== Document segment ==
[START]
# Edge gluing



## lcurrent (Dec 15, 2007)

Edge Gluing using the MortisePro Plus


----------



## jerryminer (Jun 15, 2014)

Uhhhh--why bother??


----------



## lcurrent (Dec 15, 2007)

What it does

Have you ever glued up a top and had one board stick up a little 
out toward the center where you can not put a clamp ? 
it puts a dowel or dowels in the same spot on both or 
more so if there is a small difference in the boards that
will go to the down side of the table top so there is 
not a lot of scraping and sanding .


----------



## pizn (Aug 29, 2014)

Any idea how much this thing costs?


----------



## BinghamtonEd (Nov 30, 2011)

> Have you ever glued up a top and had one board stick up a little
> out toward the center where you can not put a clamp ?
> - lcurrent


Not after I started using cauls. Seems like extra work.


----------



## jerryminer (Jun 15, 2014)

> Not after I started using cauls. Seems like extra work.
> 
> - BinghamtonEd


Exactly!


----------



## a1Jim (Aug 9, 2008)

I've been gluing up table tops for years without any connectors, I agree with the Ed glue is plenty strong enough without dowels ,this just adds extra unnecessary work and cost.


----------



## wseand (Jan 27, 2010)

Dominoes, buscuits, now using a mortiser and dowels. Your best bet is to use cauls and good techniques to acheive a flat glue up. The mortiser might work well for smaller glueups but i would think it would be combersome for larger glueups. 
I don't use any alignment tecniques except for cauls and clamps but if you need them to get it flat then l say use them.
[END]
== Challenge A ==
Answer these questions using the edge gluing thread:
(i) What tool does lcurrent name for edge gluing?
(ii) What did BinghamtonEd start using that stopped boards sticking up?
(iii) According to a1Jim, what is plenty strong enough without dowels?
== Challenge B ==
Duplicate the passage of the edge gluing thread starting at "I've been gluing" and ending at "work and cost.".
Rely only on the edge gluing thread for these answers.

Items from a data source
[START]
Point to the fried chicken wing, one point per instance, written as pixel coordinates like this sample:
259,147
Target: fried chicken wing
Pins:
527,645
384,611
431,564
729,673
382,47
[END]
== Task answer A ==
(i) The MortisePro Plus
(ii) Cauls
(iii) Glue

== Task answer B ==
I've been gluing up table tops for years without any connectors, I agree with the Ed glue is plenty strong enough without dowels ,this just adds extra unnecessary work and cost.